EXERCISE TASK A: Reproduce the portion of the passage on the SEC starting with "To achieve its" and going on through "with the agency.", word for word.
EXERCISE TASK B: List everything that, according to the passage on the SEC, the state blue sky laws required to be registered.

To achieve its mandate, the SEC enforces the statutory requirement that public companies and other regulated companies submit quarterly and annual reports, as well as other periodic reports. In addition to annual financial reports, company executives must provide a narrative account, called the "management discussion and analysis" (MD&A), that outlines the previous year of operations and explains how the company fared in that time period. MD&A will usually also touch on the upcoming year, outlining future goals and approaches to new projects. In an attempt to level the playing field for all investors, the SEC maintains an online database called EDGAR (the Electronic Data Gathering, Analysis, and Retrieval system) online from which investors can access this and other information filed with the agency.
Quarterly and semiannual reports from public companies are crucial for investors to make sound decisions when investing in the capital markets. Unlike banking, investment in the capital markets is not guaranteed by the federal government. The potential for big gains needs to be weighed against that of sizable losses. Mandatory disclosure of financial and other information about the issuer and the security itself gives private individuals as well as large institutions the same basic facts about the public companies they invest in, thereby increasing public scrutiny while reducing insider trading and fraud.
The SEC makes reports available to the public through the EDGAR system. The SEC also offers publications on investment-related topics for public education. The same online system also takes tips and complaints from investors to help the SEC track down violators of the securities laws. The SEC adheres to a strict policy of never commenting on the existence or status of an ongoing investigation.
Prior to the enactment of the federal securities laws and the creation of the SEC, there existed so-called blue sky laws. They were enacted and enforced at the state level and regulated the offering and sale of securities to protect the public from fraud. Though the specific provisions of these laws varied among states, they all required the registration of all securities offerings and sales, as well as of every U.S. stockbroker and brokerage firm.

INFORMATION SHOWN:
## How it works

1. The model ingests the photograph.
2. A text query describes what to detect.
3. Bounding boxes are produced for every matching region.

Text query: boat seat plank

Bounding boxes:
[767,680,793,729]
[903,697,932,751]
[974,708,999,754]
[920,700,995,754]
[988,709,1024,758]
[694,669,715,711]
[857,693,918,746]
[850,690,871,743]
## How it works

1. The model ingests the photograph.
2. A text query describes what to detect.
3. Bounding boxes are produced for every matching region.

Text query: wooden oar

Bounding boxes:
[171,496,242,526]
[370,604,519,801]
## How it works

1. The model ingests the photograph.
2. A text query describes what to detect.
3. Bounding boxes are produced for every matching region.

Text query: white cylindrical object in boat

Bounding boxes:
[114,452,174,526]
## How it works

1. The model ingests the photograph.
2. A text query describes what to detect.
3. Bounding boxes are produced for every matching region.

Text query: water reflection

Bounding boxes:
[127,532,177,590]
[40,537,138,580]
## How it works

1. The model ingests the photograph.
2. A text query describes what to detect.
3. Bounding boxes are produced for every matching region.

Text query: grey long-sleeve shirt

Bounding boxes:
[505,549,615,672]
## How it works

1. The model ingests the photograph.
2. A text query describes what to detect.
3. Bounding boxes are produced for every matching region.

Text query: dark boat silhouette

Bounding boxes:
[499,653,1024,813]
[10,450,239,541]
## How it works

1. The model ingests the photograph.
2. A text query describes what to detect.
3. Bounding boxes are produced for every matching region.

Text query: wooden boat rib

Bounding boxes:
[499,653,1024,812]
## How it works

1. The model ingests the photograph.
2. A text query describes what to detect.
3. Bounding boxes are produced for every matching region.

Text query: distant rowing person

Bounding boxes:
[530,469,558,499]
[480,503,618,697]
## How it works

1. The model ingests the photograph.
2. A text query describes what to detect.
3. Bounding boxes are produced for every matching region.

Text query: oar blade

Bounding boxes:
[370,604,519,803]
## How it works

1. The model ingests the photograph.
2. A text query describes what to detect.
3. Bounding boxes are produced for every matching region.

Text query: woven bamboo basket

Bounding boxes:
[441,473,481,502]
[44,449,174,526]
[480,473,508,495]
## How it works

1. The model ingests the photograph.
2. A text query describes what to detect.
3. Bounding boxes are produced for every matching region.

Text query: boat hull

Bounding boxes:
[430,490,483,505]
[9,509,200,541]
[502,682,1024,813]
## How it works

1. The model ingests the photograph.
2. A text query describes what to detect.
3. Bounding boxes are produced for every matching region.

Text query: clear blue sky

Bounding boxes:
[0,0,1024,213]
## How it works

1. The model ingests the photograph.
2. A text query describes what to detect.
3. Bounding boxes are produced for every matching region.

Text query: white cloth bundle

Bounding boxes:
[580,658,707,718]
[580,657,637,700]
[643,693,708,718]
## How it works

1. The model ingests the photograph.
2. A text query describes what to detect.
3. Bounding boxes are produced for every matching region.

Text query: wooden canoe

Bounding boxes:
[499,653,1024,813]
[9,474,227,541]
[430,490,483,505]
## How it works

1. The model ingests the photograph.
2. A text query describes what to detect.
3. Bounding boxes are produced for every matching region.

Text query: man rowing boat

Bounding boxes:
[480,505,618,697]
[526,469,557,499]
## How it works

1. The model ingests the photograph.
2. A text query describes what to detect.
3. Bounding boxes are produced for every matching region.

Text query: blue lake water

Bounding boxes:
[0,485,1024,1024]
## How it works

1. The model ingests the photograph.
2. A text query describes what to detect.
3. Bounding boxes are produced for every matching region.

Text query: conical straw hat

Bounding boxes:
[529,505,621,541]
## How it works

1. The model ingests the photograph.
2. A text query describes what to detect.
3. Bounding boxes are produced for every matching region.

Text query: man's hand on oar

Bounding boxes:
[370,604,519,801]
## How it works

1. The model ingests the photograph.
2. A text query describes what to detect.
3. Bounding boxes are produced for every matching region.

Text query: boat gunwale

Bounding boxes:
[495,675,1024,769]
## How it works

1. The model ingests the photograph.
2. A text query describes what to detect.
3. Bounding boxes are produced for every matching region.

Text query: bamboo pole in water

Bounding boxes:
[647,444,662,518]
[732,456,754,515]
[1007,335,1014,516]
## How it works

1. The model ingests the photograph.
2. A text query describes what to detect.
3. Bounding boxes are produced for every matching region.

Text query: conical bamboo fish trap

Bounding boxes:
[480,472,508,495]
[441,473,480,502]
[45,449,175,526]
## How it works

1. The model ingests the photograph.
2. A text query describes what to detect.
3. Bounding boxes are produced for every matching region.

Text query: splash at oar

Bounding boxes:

TASK OUTPUT A:
To achieve its mandate, the SEC enforces the statutory requirement that public companies and other regulated companies submit quarterly and annual reports, as well as other periodic reports. In addition to annual financial reports, company executives must provide a narrative account, called the "management discussion and analysis" (MD&A), that outlines the previous year of operations and explains how the company fared in that time period. MD&A will usually also touch on the upcoming year, outlining future goals and approaches to new projects. In an attempt to level the playing field for all investors, the SEC maintains an online database called EDGAR (the Electronic Data Gathering, Analysis, and Retrieval system) online from which investors can access this and other information filed with the agency.

TASK OUTPUT B:
- All securities offerings
- All securities sales
- Every U.S. stockbroker
- Every U.S. brokerage firm